Document extract:
There are not many parts depending on boost and we could make it entirely optional [1] (it would be still be nice for people wanting to use atria::variant::match in combo with boost::variant, optionally).
Could you elaborate on why boost is a total no-go for you?
I'm not the same person, but I don't use boost, and I avoid projects that depend on it, because every time I've used boost in the past it's always done dreadful things to the build time.
Anything that uses boost always seems to compile at a glacial pace and then takes aeons to link. It's also not much fun in the debugger, should you happen upon it in a call stack or see one of its types in the watch window - but build times are the more serious problem. C++ projects always seem to suffer from appalling iteration times, but boost just seems to make things worse...
You have to be careful with what you pull in. But with precompiled headers I'm building a suite of 25 command line apps, all dependent on boost, in 22 seconds on a 2012 MacBook Air. gcc on Windows is similar.
Microsoft doesn't even let you share precompiled headers across projects, but it's still building in under 20 seconds.
There's a LOT of really idiotic C++ build scripts out there. I really don't know what some people are thinking.
Neither is the hardware. The point is that I'm doing a clean build of an entire app in under a second. Which means the "boost tax" is also under a second.
You can certainly make a mess of things if you're not careful. Most people seem to.
I'm using boost/any, boost/iostreams/stream & tee, and boost/property_tree/json_parser. So obviously I'm not going nuts with things. But wanted to provide the data point.
Most C and C++ programmers I know hate dragging in large dependencies (increase in build and runtime complexity, code size, "can I debug this if I have a problem," etc), and would consider a library depending on Boost to be a red flag at best, or a deal breaker at worst.
Boost is a very large project with varying degrees of API quality, and so when you say it depends on boost, I wonder "the good parts (any, variant, stuff that usually gets looked at for standardization)" or "the bad parts (Spirit, etc)". Also, as others have said, it's a huge dependency that generally raise a red flag (for performance and compile time).
Your library looks pretty neat, but I have an aversion to boost too. I love that c++ is slowly absorbing the best bits so I can detach myself from it -- it's a great library but is just so monolithic. And whenever I need a non-header-only library from it I always seem to struggle through the windows b2/bjam/whatever process to build them.
Minor: there are a few mistakes on the landing page: 'welcome', 'implementation', etc.
I have used boost for several big projects with an extended code base and it always creates various issues with the build. If you use it extensively, you will realize that certain parts are not header only; you will need to link it with libraries (think threads or filesystem libraries).
I use C++ for portability accross several platforms and boost always seems to have a completely different naming convention in each platform. Upgrading between versions e.g. 1.48 to 1.51 will very likely require code changes since it is not uncommon to break API contracts across versions.
I have amazing C++ developers with decades of experience that would quit on the spot if I forced them to use boost - and I wouldnt blame them.
I can rant forever.
New versions of C++ have things that used to make boost essential, but now that later C++ standards support lots of those concepts, I am happily boost-free. Boost is a huge negative, so you would need to be really amazing for me to even consider bringing back a dependency that has only brought me so much pain in the past.
In my opinion, Boost should only ever be a dependency for end-user applications, never libraries, unless the library is specifically aimed at Boost users.
I would just like to say that I love boost. I believe it leads credibility to a project such as this to know that the wheel wasn't reinvented. I seriously don't understand why there's such an aversion to it. Most of it is header-only and the especially useful bits are tiny.

Objective:
Repeat a section of the Boost discussion word for word. Begin at the words "I would just" and stop after "bits are tiny.". Rely only on the Boost discussion above.

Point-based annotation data

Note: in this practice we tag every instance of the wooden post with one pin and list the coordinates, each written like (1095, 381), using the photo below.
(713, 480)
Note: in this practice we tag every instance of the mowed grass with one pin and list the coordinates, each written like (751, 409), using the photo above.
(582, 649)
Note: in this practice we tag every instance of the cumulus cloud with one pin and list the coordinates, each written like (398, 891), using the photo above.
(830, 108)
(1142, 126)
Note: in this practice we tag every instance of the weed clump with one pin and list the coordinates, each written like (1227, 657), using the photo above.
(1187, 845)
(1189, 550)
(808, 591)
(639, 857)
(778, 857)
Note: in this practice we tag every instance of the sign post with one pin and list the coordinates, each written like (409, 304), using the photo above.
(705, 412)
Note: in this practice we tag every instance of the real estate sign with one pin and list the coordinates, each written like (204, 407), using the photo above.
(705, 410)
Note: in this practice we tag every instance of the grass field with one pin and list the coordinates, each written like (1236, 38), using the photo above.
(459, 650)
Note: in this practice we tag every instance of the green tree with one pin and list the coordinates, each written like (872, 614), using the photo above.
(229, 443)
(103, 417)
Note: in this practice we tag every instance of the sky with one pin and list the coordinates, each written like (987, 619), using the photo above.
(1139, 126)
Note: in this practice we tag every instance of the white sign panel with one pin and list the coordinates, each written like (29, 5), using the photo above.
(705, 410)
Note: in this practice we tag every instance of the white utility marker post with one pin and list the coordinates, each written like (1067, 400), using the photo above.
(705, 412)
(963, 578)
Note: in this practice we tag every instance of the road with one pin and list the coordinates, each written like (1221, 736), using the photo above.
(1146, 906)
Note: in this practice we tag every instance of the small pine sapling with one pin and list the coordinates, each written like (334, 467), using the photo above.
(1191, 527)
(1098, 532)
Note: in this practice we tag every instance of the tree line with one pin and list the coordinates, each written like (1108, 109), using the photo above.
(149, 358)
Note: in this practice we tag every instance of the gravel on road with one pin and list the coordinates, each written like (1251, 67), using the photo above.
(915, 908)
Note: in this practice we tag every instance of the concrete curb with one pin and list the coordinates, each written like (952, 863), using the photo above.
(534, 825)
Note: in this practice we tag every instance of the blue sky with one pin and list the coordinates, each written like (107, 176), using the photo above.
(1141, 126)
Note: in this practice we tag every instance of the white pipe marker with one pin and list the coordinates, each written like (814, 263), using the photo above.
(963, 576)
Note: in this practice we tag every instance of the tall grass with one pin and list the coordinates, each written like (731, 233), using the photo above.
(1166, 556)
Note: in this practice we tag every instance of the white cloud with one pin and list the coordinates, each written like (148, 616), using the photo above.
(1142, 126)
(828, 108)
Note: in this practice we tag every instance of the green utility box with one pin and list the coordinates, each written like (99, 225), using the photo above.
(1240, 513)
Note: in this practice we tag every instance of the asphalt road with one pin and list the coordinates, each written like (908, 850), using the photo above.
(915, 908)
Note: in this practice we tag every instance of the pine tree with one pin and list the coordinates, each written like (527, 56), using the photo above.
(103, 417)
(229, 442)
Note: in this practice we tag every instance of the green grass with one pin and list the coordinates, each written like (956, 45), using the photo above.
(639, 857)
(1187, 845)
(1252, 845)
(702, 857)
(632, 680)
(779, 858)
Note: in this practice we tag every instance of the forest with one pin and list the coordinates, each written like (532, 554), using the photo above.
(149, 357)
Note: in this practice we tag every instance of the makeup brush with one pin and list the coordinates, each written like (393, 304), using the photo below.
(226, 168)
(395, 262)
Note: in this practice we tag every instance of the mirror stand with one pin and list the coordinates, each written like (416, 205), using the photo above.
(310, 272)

Worked answer:
I would just like to say that I love boost. I believe it leads credibility to a project such as this to know that the wheel wasn't reinvented. I seriously don't understand why there's such an aversion to it. Most of it is header-only and the especially useful bits are tiny.